#### [PROBLEM REQUIREMENTS]
List each line in the rows below that contains the string "garage", copying every such line in full. Case counts when matching.

#### [MATERIAL TO PROCESS]

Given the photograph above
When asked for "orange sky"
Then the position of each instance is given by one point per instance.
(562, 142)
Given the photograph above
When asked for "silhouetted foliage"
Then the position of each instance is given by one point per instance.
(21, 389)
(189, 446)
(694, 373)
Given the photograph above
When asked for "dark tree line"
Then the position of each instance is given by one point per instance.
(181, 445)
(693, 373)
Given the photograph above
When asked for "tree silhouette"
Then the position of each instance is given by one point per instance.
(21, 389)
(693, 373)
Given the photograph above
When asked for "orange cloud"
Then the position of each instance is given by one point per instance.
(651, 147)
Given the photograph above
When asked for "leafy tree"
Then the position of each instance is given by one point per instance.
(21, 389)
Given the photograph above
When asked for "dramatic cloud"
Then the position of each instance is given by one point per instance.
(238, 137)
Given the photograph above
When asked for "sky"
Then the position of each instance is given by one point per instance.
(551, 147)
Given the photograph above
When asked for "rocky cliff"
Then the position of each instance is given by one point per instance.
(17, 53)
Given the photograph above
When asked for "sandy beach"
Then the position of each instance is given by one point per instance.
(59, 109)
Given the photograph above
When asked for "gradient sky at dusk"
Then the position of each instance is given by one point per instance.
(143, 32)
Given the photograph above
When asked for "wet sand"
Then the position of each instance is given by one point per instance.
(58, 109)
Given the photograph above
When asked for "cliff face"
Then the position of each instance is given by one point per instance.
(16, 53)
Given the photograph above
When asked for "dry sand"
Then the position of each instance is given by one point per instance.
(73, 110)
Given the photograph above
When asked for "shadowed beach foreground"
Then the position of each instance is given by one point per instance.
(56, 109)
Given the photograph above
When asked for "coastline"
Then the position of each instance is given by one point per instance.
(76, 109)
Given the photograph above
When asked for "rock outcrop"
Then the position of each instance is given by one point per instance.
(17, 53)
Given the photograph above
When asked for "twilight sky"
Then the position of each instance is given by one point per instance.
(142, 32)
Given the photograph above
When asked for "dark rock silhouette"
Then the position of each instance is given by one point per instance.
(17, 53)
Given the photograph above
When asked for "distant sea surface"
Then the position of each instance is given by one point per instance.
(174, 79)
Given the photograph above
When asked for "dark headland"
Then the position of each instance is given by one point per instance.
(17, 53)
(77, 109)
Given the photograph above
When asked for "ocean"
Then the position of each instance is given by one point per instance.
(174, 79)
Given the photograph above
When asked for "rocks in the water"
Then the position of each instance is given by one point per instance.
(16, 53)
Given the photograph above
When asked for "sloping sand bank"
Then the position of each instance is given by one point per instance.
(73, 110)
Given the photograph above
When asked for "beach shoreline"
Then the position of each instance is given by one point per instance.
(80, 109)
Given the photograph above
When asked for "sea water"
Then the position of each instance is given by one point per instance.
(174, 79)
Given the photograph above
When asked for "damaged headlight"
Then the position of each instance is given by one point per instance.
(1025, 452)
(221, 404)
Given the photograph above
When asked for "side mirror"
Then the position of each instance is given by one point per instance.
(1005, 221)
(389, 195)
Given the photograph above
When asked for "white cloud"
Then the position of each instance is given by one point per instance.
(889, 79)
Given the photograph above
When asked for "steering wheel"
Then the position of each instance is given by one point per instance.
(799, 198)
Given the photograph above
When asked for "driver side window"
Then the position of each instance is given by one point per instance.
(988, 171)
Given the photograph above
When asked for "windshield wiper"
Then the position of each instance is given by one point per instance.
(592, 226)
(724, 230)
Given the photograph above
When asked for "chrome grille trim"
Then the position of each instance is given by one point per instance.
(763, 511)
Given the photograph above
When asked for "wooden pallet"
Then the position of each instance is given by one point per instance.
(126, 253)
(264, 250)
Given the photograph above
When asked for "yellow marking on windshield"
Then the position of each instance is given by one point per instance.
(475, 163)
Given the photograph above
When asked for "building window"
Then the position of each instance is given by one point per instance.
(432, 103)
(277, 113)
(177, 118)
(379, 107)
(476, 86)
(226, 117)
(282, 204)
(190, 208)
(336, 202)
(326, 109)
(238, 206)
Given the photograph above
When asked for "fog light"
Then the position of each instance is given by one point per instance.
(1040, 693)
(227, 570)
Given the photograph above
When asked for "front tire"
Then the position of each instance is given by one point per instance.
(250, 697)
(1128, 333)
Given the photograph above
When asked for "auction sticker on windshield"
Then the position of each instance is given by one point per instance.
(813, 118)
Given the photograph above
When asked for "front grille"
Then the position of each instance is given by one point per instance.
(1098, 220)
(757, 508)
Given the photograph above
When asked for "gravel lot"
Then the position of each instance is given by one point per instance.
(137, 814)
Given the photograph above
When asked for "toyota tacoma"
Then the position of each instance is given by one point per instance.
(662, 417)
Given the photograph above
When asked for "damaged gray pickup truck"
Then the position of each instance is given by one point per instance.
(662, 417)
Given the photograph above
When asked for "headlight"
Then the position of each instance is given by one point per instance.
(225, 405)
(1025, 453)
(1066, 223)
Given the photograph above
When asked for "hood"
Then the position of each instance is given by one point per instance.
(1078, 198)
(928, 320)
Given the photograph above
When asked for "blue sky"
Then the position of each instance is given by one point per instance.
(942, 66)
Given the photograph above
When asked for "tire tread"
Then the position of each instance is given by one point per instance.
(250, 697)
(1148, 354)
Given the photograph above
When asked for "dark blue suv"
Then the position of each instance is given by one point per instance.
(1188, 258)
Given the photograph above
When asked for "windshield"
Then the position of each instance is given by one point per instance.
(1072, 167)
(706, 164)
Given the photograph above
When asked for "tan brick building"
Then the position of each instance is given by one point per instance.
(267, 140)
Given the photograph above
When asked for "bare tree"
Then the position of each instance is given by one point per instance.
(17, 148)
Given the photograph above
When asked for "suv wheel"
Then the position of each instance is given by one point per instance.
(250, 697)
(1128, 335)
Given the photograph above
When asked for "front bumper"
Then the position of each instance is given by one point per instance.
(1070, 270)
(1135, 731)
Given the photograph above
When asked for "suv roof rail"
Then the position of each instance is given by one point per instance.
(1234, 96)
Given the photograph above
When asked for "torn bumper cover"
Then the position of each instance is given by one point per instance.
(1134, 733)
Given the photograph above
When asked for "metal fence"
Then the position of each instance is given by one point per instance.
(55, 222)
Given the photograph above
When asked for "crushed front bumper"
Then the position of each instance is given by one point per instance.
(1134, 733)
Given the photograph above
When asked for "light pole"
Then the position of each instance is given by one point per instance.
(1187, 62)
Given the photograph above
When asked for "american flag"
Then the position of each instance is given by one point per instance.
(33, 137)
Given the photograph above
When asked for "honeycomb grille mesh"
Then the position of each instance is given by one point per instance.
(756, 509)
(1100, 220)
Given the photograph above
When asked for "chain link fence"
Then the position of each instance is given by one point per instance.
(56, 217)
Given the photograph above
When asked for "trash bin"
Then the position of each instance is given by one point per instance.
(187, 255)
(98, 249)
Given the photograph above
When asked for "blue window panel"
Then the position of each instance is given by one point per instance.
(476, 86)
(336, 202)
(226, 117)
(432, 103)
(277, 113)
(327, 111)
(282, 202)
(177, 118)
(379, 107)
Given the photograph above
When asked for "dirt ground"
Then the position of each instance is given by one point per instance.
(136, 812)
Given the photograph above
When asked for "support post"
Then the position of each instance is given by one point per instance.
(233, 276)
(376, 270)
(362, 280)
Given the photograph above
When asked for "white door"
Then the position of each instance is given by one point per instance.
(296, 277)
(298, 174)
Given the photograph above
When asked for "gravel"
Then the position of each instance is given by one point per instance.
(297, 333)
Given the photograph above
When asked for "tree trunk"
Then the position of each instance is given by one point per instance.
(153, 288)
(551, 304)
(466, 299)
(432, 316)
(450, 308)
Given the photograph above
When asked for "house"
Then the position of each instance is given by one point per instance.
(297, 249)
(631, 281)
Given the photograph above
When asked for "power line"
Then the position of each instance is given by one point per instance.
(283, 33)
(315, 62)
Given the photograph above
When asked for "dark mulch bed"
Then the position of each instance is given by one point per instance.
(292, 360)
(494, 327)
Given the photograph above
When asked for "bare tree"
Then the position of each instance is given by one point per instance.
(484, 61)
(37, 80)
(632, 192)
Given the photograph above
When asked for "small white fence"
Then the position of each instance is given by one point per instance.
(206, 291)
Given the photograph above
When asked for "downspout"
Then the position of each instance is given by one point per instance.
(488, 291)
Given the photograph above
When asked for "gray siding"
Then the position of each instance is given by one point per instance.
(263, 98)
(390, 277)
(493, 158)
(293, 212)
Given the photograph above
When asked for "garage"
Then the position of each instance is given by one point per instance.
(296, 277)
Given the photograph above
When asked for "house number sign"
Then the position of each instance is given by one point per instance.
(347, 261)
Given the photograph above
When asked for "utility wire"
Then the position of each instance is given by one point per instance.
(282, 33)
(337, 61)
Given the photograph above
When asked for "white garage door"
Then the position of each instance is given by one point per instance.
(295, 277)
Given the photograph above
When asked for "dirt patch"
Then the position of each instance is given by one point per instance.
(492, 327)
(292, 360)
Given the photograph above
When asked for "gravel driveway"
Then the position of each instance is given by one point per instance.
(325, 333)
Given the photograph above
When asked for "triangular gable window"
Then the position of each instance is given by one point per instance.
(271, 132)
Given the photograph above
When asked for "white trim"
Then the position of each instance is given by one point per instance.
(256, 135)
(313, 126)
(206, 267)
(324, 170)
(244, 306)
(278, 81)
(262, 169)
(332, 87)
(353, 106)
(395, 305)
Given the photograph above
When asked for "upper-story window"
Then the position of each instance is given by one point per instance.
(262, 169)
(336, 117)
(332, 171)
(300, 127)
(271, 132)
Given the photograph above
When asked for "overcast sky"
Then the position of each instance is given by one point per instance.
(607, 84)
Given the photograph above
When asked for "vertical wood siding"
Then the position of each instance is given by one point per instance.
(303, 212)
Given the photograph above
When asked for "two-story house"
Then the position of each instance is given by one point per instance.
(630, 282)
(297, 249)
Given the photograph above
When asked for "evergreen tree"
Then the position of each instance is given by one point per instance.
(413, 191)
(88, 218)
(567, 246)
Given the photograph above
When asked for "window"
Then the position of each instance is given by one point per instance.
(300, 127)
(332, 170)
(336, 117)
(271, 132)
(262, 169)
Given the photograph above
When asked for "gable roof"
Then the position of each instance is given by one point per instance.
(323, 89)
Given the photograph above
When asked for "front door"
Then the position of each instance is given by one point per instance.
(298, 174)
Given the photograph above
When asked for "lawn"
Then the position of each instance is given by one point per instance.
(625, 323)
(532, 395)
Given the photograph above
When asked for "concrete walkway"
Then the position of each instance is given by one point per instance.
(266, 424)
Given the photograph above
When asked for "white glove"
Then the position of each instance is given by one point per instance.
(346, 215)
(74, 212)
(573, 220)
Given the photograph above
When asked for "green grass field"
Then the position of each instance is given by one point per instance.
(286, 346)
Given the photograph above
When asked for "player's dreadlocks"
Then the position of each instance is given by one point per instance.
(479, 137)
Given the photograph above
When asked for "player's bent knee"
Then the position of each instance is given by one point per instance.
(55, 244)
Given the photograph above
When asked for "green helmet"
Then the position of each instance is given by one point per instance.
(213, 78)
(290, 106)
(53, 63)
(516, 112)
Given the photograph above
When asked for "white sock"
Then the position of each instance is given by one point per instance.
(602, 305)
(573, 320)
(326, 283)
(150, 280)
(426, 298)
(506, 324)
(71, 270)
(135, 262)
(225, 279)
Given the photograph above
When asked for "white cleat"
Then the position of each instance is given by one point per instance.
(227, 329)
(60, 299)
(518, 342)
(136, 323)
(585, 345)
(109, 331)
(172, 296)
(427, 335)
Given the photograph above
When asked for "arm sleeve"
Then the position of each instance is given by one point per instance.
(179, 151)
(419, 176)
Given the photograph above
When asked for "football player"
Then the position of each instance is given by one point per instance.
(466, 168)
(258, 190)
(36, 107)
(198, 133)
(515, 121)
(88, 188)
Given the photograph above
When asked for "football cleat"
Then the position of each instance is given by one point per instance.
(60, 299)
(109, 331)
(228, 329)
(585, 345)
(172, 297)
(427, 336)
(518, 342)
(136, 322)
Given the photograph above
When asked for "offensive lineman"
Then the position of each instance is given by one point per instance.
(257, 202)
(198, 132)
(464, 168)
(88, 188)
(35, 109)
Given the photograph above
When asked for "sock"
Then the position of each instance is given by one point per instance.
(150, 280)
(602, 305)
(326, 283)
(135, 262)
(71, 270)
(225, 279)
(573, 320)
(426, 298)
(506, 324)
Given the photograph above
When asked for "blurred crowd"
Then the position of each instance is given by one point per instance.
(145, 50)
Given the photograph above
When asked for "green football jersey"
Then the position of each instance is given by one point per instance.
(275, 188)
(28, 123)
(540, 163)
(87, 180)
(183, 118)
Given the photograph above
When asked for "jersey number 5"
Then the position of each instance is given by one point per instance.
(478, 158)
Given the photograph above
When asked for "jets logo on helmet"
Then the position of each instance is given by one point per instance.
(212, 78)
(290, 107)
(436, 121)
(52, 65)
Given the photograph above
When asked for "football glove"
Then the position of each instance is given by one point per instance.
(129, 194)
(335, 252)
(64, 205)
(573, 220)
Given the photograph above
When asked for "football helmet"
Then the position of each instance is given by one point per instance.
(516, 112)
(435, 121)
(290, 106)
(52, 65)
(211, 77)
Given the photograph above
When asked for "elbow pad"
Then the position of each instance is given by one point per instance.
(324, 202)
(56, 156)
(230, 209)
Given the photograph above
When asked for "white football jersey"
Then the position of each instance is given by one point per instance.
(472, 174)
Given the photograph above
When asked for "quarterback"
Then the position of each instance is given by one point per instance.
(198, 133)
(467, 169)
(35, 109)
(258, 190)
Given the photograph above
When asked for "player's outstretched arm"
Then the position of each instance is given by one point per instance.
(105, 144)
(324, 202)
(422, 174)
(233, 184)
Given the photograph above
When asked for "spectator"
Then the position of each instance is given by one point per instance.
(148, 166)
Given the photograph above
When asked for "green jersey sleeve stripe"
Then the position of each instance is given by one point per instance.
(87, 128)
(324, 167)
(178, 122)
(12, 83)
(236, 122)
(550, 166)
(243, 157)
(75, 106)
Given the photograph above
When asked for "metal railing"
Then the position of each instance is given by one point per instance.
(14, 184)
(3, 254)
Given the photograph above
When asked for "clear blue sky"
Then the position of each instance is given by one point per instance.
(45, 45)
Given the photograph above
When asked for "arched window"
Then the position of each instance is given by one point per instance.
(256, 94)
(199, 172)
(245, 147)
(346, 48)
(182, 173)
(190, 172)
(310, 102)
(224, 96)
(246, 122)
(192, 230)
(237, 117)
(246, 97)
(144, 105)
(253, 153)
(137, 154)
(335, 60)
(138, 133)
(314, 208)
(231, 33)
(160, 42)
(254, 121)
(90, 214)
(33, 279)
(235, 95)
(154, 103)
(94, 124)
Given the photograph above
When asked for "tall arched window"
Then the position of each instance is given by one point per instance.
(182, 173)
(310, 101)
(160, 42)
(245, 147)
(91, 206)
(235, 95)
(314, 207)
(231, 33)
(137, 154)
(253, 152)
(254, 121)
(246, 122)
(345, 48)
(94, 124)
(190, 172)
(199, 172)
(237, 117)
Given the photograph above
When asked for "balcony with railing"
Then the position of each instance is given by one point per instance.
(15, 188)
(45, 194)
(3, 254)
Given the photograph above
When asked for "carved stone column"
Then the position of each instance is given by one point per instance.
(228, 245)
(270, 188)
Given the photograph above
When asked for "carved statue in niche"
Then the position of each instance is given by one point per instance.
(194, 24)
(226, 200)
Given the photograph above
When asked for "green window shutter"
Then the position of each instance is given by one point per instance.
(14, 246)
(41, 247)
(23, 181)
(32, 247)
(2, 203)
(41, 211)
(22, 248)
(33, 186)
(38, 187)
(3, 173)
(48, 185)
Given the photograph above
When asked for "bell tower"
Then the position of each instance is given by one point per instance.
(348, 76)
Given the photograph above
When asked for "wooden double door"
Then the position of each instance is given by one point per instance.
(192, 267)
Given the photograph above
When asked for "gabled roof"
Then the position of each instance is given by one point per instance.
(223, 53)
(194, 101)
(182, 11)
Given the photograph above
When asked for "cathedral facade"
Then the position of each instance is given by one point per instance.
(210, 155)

#### [EXPECTED OUTPUT]
When asked for "garage"
When asked for "white garage door"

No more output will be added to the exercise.